What to produce = Pick up the engine rebuild advice after its final sentence and continue it in the same voice.

BEGIN Excerpted passage

If you want to keep the car and are willing to expand your horizons,

1). Do the compression and oil control rings. This is a must for oil burning and driveability. If that was the OEM head gasket, they are worn (compression) and frozen and varnished (oil control rings). We don't really know what the non 0 cyl compression was, as you indicated the 2nd burnt valve came from another cyl, which should have had zero compression with that much valve physically missing.

2) replace all 8 exhaust valves, per Andy. For oil burning control, do all 16 valve guide seals, the 8 on the exhaust side at bare minimum. If you can visibly see bad valve giude seals on the intake valves, do them now and be done with it.

3) Full timing set. No point in fixing the rest to run it on worn timing components.

--------

Take everything I just said and put it in a blender on low, because the lower end will always be at increased risk for failure from the previous episodes of likely oil starvation.

END Excerpted passage
BEGIN Data

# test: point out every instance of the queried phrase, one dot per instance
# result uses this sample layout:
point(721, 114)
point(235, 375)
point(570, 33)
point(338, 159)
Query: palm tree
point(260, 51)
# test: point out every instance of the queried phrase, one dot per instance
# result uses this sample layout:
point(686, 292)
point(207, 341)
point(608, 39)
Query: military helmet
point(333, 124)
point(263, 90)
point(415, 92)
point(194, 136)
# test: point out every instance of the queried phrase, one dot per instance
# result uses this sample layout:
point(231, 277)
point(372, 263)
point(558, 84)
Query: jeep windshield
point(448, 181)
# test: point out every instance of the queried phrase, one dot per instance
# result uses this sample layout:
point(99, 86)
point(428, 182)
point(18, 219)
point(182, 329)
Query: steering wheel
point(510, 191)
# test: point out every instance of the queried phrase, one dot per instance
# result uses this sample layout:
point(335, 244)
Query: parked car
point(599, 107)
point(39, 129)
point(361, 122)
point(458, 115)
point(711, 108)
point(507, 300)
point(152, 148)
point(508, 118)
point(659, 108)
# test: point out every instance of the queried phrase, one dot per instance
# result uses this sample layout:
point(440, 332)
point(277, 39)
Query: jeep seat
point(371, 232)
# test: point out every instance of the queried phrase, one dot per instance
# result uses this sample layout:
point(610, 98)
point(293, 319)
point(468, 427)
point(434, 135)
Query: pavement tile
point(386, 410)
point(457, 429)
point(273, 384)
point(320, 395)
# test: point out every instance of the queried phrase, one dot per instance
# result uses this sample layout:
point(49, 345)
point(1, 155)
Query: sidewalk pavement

END Data

Result of this task =
I'm pretty sure you can get the one off use tools through AutoZone lend a tool. Many rent-all places rent engine hoists. Having it elevated should make the timing work easier. I'm guessing as I have never tried to time an s car DOHC still in the car.

The car's not going anywhere fast, so take your time deciding. If you sell it, it is unlikely someone will want it w the engine as is. Prob get $200 if the body is nice. Parting out will be a slow painful process that will end with most of the car being crushed when the emails stop. The best hope is someone with a solid engine and wrecked body looking for a car with a solid frame and decent body

Last edited by derf; 04-14-2018 at 10:19 PM.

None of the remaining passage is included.